Zwelithini was speaking over the weekend at an annual event in commemoration of the 1879 Anglo-Zulu battle of Isandlwana.

"It is an age old custom of African nations that after every war, a cleansing ritual is undertaken to lay to rest and bid farewell to those who died," said the King, who is the official custodian of Zulu tradition and customs in KwaZulu-Natal.

The king said the Zulu Royal Council was engaging with faith, political and traditional leaders to ensure that this ritual was undertaken as soon as Covid-19 deaths had subsided.

"Medical care workers, teachers, the young and old, the haves and the have-nots have died … we continue to perish in exponential numbers. This resembles warfare because there is not even the chance to conduct our usual cultural rituals. We don't even get a chance to see the dying in hospital beds to bid goodbye. It is like we are in a war situation," he said.

"In the aftermath of war, we, as Nguni and African nations, have always ensured we conduct cleansing rituals as a way of ensuring the souls of the departed rest in peace. The present war-like situation of Covid-19 calls for just that.

"Even those who are left standing after this war will have post-traumatic stress disorder. Such a ritual will comprise injecting some healing in the living who have been traumatised by these phenomenal deaths,“ the King said.

He added that he empathised with his people as the current situation had forced an uncultural way of burying loved ones.

"But it is a compelling situation, which we must address after the pandemic."

The Zulu Royal Council would rope in all faiths, led by the king, to conduct a joint cleansing and healing ritual, in harmony with each affected family’s preference, he said.

He said the shape and form of the ritual was currently being fine-tuned. The king said he was confident the initiative would be emulated by the kings in other provinces.

He said the battle against the pandemic was not just for doctors and nurses, but required all individuals to take responsibility for their health, as well as that of their neighbours.

Items from a dataset
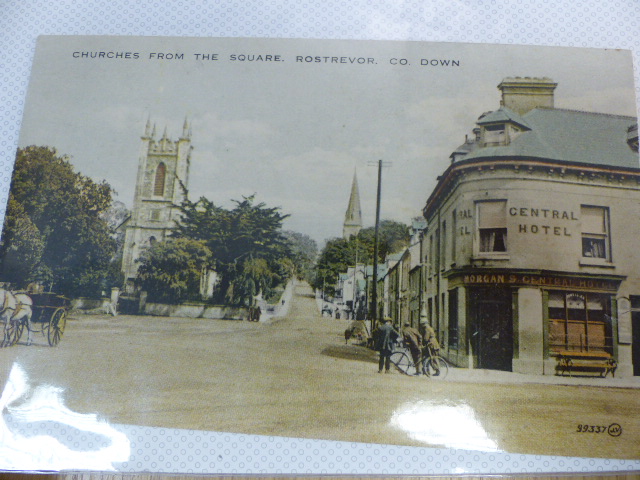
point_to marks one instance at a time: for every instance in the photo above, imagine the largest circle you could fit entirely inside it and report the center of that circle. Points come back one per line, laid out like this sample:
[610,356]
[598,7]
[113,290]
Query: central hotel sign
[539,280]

---

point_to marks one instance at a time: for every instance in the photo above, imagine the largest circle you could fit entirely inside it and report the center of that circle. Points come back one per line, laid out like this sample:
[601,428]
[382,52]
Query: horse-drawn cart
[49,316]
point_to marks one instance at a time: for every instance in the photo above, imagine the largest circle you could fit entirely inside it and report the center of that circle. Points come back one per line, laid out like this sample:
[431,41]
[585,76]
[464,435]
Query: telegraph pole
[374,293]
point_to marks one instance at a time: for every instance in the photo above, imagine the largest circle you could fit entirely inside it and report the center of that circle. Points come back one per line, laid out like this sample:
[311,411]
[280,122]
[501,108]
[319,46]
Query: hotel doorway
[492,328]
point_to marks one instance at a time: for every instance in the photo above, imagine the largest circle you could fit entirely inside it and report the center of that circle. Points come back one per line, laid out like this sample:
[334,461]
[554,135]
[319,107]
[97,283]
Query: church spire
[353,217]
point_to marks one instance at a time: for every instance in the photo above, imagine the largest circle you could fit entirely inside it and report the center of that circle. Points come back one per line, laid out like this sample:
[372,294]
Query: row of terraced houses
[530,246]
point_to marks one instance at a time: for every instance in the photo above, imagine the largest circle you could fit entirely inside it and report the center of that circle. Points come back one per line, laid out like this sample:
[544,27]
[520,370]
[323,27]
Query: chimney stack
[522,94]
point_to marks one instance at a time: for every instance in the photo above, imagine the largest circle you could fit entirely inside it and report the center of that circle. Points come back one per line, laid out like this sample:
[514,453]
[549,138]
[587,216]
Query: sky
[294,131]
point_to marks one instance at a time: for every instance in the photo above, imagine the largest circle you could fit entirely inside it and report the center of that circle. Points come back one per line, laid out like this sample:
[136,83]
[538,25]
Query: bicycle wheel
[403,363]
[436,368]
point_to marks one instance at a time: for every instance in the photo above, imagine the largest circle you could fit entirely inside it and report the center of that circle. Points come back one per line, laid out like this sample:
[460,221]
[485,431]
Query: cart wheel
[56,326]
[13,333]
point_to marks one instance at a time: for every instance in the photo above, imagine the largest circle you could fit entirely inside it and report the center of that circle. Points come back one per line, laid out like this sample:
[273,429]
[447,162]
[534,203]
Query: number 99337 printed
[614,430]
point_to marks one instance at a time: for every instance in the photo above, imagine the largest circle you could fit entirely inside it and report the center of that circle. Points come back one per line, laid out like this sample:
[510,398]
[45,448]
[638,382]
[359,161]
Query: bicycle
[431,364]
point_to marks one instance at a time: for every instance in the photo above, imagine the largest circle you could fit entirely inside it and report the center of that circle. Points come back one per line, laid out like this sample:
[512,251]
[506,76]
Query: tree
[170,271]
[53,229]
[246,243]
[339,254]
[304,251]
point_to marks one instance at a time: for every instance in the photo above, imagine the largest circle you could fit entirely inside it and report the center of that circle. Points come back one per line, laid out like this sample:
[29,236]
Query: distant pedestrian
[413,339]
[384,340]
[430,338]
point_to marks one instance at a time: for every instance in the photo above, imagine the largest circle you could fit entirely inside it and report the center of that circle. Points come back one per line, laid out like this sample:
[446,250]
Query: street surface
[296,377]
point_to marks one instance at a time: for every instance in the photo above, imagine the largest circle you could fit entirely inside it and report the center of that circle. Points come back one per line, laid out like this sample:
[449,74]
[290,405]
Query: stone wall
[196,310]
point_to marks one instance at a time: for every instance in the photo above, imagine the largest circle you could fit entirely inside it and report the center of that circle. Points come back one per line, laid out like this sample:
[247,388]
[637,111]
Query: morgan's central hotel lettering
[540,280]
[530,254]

What this task involves |
Copy out the full text about the Zulu king's planned Covid-19 cleansing ritual word for word. The entries have nothing to do with this.

Answer below |
Zwelithini was speaking over the weekend at an annual event in commemoration of the 1879 Anglo-Zulu battle of Isandlwana.

"It is an age old custom of African nations that after every war, a cleansing ritual is undertaken to lay to rest and bid farewell to those who died," said the King, who is the official custodian of Zulu tradition and customs in KwaZulu-Natal.

The king said the Zulu Royal Council was engaging with faith, political and traditional leaders to ensure that this ritual was undertaken as soon as Covid-19 deaths had subsided.

"Medical care workers, teachers, the young and old, the haves and the have-nots have died … we continue to perish in exponential numbers. This resembles warfare because there is not even the chance to conduct our usual cultural rituals. We don't even get a chance to see the dying in hospital beds to bid goodbye. It is like we are in a war situation," he said.

"In the aftermath of war, we, as Nguni and African nations, have always ensured we conduct cleansing rituals as a way of ensuring the souls of the departed rest in peace. The present war-like situation of Covid-19 calls for just that.

"Even those who are left standing after this war will have post-traumatic stress disorder. Such a ritual will comprise injecting some healing in the living who have been traumatised by these phenomenal deaths,“ the King said.

He added that he empathised with his people as the current situation had forced an uncultural way of burying loved ones.

"But it is a compelling situation, which we must address after the pandemic."

The Zulu Royal Council would rope in all faiths, led by the king, to conduct a joint cleansing and healing ritual, in harmony with each affected family’s preference, he said.

He said the shape and form of the ritual was currently being fine-tuned. The king said he was confident the initiative would be emulated by the kings in other provinces.

He said the battle against the pandemic was not just for doctors and nurses, but required all individuals to take responsibility for their health, as well as that of their neighbours.